** Opening Source material block **

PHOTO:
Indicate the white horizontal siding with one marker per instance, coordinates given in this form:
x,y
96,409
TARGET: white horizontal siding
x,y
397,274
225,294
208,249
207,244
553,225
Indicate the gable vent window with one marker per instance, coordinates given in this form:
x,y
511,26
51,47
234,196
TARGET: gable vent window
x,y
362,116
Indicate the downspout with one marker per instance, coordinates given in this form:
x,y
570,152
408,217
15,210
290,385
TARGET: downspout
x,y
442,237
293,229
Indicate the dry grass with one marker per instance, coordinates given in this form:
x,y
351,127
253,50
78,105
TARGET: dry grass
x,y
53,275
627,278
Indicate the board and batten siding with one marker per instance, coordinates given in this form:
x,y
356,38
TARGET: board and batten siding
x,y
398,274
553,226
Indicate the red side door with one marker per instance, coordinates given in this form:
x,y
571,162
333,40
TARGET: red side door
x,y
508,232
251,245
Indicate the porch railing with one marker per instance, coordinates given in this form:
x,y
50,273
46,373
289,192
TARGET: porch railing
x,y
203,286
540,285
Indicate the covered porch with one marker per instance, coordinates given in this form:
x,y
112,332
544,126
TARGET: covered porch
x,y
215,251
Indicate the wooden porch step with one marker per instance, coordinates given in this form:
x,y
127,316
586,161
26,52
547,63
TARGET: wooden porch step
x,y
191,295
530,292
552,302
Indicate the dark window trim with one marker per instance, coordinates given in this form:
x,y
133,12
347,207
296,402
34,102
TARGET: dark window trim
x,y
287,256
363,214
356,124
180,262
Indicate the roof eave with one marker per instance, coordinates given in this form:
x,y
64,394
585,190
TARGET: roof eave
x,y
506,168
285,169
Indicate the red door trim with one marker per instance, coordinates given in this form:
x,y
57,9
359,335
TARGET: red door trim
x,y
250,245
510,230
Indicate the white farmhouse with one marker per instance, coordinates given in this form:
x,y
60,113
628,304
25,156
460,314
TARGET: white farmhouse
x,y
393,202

** Closing Source material block **

◆ Required action ◆
Repeat the data verbatim, line after line, leaving nothing out.

◆ Problem solution ◆
PHOTO:
Indicate the white horizontal siding with one marker per instance, coordinates given in this form:
x,y
96,409
TARGET: white horizontal siding
x,y
397,274
225,294
208,249
207,244
553,225
Indicate the gable vent window with one marker per instance, coordinates given in this form:
x,y
511,26
51,47
234,196
TARGET: gable vent window
x,y
362,116
Indicate the downspout with one marker per instance, coordinates given in this form:
x,y
570,152
408,217
15,210
290,385
TARGET: downspout
x,y
442,237
293,229
Indicate the dry grass with one marker per instance, coordinates given in this form:
x,y
351,127
253,50
78,105
TARGET: dry grass
x,y
53,275
627,278
Indicate the board and batten siding with one marker per instance, coordinates given in this form:
x,y
356,38
TARGET: board and batten siding
x,y
398,274
553,226
Indicate the red side door with one marker per instance, coordinates given in this form:
x,y
571,162
333,40
TARGET: red side door
x,y
508,232
251,245
Indicate the porch railing with one marker per instance, coordinates given in this form:
x,y
50,273
46,373
289,192
TARGET: porch railing
x,y
203,286
540,285
Indicate the covered porch with one marker per instance, coordinates given in this form:
x,y
112,332
544,126
TARGET: covered porch
x,y
215,251
Indicate the wooden porch step with one marker per instance, coordinates given in this form:
x,y
127,316
586,161
26,52
547,63
TARGET: wooden porch step
x,y
191,295
530,292
552,302
Indicate the dark window trim with one marker per instance, coordinates given in this form:
x,y
133,12
347,207
296,402
34,102
TARGET: dark window trim
x,y
287,256
363,214
356,124
180,262
Indicate the roof eave with one marker per instance, coordinates given in this form:
x,y
64,394
585,190
TARGET: roof eave
x,y
506,168
285,169
Indicate the red door trim with one marker per instance, coordinates given in this form:
x,y
57,9
359,335
TARGET: red door trim
x,y
250,245
510,230
Indicate the white farmhouse with one marker per instance, coordinates given in this form:
x,y
60,113
628,304
25,156
460,314
TARGET: white farmhouse
x,y
393,202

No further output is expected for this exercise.